§ DIRECTIONS
Swap "instance" for "occurrence" in the records between the lines holding "the bare shoulder" and "<point>76,242</point>", inclusive. Write out only those lines, leaving everything else unchanged.

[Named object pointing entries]
· · · · ·

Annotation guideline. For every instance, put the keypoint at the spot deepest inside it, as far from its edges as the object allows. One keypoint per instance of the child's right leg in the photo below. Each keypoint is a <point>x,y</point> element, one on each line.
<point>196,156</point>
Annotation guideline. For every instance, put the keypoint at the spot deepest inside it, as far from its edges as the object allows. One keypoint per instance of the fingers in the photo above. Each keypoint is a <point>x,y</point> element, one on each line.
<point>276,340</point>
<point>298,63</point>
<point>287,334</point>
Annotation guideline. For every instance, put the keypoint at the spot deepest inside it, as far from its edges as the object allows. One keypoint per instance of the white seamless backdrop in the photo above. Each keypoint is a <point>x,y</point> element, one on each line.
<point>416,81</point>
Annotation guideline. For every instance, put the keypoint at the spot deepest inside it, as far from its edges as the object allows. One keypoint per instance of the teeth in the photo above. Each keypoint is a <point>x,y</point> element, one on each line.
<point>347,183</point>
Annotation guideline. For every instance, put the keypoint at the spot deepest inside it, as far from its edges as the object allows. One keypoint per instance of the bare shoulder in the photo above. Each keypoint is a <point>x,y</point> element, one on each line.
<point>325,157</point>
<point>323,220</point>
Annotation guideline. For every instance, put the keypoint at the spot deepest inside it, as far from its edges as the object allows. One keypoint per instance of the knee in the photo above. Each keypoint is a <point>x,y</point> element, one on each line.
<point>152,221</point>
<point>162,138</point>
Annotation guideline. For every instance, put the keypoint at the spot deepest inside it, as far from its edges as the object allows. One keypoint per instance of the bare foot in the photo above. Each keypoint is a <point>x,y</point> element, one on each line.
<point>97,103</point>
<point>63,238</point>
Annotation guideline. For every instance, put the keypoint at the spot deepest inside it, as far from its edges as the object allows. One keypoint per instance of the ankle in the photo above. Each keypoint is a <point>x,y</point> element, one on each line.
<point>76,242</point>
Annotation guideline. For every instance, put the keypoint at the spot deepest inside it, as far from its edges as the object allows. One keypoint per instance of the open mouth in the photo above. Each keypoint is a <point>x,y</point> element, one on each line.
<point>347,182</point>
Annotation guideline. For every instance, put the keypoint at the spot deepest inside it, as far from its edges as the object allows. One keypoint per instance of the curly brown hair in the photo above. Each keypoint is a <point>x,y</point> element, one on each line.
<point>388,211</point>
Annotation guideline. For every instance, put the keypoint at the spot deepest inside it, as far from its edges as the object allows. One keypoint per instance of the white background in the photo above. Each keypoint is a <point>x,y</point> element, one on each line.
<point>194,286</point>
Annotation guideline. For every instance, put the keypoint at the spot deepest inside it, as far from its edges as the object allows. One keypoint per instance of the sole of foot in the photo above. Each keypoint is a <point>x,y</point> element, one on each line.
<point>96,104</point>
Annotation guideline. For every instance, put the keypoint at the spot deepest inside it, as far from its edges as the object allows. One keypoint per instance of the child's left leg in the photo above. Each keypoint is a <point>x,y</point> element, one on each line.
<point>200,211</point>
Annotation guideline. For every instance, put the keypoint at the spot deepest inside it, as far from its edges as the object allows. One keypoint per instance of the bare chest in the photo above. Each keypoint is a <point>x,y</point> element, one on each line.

· · · · ·

§ RESPONSE BELOW
Annotation guideline. For every occurrence, put the keypoint at the spot deepest inside it, as far from its edges as the object allows. One keypoint per occurrence of the bare shoulder in the photo above. Each keypoint is a <point>x,y</point> element, one on each line.
<point>325,157</point>
<point>323,220</point>
Annotation guideline. For every occurrence, put the keypoint at the spot deepest inside it, as far from its edges as the object allows. One keypoint per occurrence of the knee in the photo above. Each keypoint is a <point>x,y</point> element, one on each line.
<point>152,221</point>
<point>162,138</point>
Annotation guideline. For every occurrence, put the keypoint at the spot deepest inside it, as far from its edges as the object allows. One keypoint per occurrence of the bare foot in the photo above. Each keypoint is a <point>x,y</point> element, one on each line.
<point>97,103</point>
<point>63,238</point>
Annotation guideline. For every occurrence, put the keypoint at the spot deepest inside it, as far from its edges as the object allows. One keypoint per occurrence of the ankle in the photo above. Each keypoint is a <point>x,y</point> element, one on each line.
<point>76,242</point>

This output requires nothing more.